SELECTED EXTRACT:
___

“Community is really what feeds our soul”: Lakwena’s artwork puts people at the core
The multidisciplinary artist – whose work can be seen across murals, buildings, cars and even an electric substation – tells us how she challenges monopolies on speech, and why she loves to “reappropriate” the bold visual language of old-school advertising.
When viewing the artist Lakwena’s bright, bold and technicolour portfolio, her being a ‘pessimist’ is perhaps that last conclusion you would come to. But, this is in fact exactly how she describes herself. “I tend to be a bit of a pessimist, and I like to see problems,” she begins our conversation on an unseasonably sunny February morning. “My work, from quite early on, has been a way of trying to counteract that, trying to speak hope, truth and light into the situations that are difficult.” Naturally, such a focus combined with the artist being something of an “introvert”, means that art has provided her with a way to connect with people, and thus engage with the communities that surround her. “I’m very aware that I don’t make work just for myself,” Lawkena outlines. “We’re surrounded by images in our culture, and I think a lot of them are looking to tear things apart. I’m looking to build things up.”
Slotting in alongside Lakwena’s passion for uplifting communities is her love of language, wordplay and bold messages. And when discussing her love for language, it seems Lakwena’s passion is endless; she enjoys words on a technical, academic level, the process of learning new dialects, and importantly, its poetic potential. “I think it’s an incredible thing,” she ponders. It’s fitting, therefore, that in June of last year one of Lakwena’s artworks featured on the front of the last ever printed edition of Time Out London – London Rising; a polyphonic, accessible publication that speaks to the varied cultural perspectives and narrative experiences of the vibrant capital.

___

ENTRIES:
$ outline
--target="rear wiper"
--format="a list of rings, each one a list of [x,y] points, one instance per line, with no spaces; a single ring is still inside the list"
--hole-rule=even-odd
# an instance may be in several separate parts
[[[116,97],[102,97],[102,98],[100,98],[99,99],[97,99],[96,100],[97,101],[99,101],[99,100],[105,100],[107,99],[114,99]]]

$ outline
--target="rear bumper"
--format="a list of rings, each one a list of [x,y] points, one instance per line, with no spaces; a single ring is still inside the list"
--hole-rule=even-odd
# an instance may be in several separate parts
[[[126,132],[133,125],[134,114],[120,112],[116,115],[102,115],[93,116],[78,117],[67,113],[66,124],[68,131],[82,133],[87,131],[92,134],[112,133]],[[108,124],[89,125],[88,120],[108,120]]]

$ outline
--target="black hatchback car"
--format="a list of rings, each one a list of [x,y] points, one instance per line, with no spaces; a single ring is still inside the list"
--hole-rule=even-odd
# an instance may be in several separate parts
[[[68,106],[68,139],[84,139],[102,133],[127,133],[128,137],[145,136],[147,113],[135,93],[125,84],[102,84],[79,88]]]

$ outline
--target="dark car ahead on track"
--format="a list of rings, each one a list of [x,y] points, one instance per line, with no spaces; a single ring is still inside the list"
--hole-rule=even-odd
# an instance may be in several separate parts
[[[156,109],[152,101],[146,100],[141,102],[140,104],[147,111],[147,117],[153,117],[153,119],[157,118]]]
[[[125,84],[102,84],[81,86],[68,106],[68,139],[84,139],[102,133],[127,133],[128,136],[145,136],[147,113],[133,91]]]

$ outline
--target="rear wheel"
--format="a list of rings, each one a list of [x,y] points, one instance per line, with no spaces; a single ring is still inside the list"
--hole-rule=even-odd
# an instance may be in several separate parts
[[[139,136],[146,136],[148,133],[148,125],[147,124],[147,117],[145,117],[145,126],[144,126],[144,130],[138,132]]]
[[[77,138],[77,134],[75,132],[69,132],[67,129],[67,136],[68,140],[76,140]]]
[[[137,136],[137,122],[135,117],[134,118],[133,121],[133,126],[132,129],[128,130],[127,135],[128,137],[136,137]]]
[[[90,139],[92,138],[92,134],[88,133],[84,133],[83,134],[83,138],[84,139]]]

___

TASK INSTRUCTIONS:
Answer these questions from the profile of Lakwena:
(a) What word does Lakwena use to describe herself?
(b) In which month did the conversation with her take place?
(c) Which publication's last printed edition carried one of her artworks on its front?
The data has no connection to the text.

ANSWER TO THIS EXERCISE:
(a) A pessimist.
(b) February.
(c) Time Out London.